Exercise requirements – Wherever the word "sleeve" appears in the entries, copy the whole line.

Data for this task –
* * * * * * * * *
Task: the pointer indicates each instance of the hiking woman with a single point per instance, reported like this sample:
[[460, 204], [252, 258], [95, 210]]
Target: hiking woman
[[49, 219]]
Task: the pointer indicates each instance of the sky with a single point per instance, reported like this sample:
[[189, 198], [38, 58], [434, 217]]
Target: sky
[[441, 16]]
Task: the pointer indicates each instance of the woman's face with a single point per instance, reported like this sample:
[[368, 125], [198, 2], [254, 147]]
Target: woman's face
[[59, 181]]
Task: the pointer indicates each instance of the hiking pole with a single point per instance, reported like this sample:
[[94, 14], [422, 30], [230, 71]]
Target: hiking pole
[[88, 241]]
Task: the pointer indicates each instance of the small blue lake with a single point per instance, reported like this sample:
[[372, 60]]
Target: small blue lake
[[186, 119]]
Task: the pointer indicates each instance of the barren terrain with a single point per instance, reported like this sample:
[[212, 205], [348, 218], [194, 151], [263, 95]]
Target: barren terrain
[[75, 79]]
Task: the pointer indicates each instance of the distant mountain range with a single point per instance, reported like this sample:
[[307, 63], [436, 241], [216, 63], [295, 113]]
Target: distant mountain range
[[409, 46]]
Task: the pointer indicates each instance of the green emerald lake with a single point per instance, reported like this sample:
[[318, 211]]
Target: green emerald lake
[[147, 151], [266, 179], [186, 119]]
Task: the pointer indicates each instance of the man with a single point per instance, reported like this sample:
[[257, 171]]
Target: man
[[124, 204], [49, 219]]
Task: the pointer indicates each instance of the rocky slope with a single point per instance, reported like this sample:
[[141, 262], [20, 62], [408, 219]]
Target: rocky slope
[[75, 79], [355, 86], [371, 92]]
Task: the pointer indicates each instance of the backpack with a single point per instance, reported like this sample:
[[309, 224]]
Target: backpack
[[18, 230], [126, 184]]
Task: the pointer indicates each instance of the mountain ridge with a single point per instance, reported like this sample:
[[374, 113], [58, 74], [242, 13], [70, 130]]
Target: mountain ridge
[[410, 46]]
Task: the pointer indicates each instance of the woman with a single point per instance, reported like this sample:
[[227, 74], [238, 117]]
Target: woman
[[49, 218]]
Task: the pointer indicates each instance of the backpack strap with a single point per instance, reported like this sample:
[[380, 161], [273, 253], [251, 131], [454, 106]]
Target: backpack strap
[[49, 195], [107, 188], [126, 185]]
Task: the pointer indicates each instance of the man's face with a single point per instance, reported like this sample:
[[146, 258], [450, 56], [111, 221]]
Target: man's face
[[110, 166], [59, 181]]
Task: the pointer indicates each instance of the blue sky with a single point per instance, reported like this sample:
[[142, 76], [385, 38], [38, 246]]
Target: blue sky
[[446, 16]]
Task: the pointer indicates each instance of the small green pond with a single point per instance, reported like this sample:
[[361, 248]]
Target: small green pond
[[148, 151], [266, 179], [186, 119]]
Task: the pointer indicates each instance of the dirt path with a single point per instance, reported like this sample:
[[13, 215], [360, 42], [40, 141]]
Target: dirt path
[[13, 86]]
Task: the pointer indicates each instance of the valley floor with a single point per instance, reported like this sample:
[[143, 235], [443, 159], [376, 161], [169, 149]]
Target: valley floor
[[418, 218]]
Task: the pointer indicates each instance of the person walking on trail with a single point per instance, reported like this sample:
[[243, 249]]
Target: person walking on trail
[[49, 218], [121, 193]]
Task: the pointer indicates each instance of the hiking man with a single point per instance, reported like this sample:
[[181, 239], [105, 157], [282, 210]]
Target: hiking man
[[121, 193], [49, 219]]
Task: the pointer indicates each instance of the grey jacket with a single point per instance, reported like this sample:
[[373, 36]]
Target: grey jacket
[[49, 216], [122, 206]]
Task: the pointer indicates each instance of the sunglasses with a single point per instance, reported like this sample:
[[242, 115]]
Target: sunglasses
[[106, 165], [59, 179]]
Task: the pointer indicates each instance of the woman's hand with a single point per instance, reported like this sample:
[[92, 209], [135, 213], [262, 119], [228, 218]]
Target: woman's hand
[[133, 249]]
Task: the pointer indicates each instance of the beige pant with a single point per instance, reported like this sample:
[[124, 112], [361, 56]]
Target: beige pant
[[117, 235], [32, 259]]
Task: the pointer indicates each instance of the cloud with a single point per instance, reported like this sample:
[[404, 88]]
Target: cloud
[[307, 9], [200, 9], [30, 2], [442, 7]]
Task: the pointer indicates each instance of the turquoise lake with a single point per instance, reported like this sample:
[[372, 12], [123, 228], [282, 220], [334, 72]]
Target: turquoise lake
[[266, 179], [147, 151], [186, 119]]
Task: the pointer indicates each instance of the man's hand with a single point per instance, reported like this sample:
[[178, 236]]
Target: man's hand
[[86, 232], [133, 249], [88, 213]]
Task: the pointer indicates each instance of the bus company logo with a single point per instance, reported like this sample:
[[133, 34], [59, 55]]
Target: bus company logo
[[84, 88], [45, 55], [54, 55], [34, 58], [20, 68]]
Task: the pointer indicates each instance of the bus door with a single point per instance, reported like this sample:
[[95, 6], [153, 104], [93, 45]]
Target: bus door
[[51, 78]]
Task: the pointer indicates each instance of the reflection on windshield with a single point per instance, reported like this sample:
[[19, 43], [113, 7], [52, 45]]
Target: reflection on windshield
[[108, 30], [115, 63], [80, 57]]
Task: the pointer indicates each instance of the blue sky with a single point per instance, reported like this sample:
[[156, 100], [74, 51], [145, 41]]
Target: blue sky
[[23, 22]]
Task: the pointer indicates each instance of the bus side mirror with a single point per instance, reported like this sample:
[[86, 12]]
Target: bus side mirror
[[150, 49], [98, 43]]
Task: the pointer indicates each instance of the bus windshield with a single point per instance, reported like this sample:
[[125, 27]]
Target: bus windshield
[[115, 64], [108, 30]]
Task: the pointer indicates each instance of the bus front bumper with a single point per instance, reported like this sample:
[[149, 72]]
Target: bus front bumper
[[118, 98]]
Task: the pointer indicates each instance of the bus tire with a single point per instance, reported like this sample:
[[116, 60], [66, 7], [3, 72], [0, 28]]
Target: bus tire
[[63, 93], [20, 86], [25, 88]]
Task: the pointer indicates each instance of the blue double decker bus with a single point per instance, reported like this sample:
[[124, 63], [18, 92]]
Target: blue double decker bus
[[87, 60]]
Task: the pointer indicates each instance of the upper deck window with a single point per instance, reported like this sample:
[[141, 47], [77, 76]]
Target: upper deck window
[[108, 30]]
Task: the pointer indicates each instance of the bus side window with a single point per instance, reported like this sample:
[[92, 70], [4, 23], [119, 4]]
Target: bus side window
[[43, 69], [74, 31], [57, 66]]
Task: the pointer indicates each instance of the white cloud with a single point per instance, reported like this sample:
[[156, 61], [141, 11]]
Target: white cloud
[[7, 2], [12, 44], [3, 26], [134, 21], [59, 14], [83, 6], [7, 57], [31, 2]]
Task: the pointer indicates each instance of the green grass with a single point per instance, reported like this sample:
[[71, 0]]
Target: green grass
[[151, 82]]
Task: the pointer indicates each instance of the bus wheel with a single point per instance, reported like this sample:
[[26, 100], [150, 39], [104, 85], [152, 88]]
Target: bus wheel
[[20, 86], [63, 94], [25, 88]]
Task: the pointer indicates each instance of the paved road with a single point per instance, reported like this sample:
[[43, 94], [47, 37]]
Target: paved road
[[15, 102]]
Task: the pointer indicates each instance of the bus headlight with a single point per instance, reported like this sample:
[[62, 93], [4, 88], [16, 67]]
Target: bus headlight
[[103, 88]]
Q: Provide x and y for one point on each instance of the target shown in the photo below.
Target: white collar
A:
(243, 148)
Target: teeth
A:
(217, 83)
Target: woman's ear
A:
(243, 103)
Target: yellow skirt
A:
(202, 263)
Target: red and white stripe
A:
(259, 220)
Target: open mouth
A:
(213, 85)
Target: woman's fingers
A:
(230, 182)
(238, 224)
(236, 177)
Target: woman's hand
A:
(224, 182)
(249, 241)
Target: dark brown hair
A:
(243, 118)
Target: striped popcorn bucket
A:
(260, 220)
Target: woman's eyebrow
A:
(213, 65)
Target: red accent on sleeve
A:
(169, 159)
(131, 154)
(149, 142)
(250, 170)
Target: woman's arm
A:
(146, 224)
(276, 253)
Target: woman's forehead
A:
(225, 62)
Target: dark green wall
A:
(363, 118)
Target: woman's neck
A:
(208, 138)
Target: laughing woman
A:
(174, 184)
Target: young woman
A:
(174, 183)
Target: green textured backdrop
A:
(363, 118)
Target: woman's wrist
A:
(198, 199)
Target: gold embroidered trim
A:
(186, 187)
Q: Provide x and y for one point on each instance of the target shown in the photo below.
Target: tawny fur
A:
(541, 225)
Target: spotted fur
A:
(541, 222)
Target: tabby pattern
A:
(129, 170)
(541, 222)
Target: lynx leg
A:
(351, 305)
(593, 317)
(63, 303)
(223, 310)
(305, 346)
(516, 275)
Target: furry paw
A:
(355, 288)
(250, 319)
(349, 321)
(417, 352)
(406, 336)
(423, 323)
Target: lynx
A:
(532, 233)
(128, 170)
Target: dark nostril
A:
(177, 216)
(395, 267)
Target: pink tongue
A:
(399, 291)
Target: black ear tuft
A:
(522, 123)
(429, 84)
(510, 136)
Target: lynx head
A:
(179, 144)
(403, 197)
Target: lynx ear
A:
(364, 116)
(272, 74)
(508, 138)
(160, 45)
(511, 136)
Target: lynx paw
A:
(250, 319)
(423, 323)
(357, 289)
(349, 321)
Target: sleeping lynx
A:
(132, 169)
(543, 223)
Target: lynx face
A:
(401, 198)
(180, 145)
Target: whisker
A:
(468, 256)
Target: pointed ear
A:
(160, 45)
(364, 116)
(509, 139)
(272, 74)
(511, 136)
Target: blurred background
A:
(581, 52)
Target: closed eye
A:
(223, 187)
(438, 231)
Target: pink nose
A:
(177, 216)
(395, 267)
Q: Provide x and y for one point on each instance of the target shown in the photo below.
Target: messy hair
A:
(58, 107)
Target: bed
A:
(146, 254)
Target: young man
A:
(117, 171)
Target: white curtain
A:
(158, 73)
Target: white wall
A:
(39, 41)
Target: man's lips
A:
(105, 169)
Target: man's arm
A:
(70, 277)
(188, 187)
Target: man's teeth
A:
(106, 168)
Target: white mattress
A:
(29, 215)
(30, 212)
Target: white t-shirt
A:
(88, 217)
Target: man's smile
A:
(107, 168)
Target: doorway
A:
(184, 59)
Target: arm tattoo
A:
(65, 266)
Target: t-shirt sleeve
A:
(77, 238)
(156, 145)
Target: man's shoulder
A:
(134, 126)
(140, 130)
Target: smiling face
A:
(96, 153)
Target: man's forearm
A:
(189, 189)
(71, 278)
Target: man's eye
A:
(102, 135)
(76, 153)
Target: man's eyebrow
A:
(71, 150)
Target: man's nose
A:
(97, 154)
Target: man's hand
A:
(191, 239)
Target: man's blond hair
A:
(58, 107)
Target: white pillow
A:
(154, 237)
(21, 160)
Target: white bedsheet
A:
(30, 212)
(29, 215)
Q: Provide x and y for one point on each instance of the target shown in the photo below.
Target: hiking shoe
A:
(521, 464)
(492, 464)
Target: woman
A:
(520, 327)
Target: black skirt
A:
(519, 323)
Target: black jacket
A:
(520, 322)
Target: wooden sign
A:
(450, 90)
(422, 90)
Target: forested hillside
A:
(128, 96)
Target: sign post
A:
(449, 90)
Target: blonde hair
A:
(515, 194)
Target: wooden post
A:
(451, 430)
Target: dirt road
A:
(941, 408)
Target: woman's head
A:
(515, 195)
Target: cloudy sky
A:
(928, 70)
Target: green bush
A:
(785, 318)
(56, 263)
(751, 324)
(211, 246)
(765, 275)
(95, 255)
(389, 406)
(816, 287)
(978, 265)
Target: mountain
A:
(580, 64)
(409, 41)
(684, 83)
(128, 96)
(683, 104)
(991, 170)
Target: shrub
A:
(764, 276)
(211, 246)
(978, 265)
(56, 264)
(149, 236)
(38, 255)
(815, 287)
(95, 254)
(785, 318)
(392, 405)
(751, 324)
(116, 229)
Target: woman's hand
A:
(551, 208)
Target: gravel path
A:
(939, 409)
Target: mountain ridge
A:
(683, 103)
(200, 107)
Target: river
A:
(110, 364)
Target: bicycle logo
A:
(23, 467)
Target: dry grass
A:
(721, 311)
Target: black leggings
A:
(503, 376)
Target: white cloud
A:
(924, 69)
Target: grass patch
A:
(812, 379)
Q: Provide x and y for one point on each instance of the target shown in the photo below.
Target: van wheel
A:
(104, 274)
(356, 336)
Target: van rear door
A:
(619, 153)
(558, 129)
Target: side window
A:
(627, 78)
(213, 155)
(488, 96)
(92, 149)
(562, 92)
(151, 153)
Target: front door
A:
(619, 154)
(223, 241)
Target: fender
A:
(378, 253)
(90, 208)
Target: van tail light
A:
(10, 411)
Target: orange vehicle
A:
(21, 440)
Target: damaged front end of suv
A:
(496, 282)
* * * * * * * * *
Output for this task –
Target: red accent on sleeve
Target: t-shirt sleeve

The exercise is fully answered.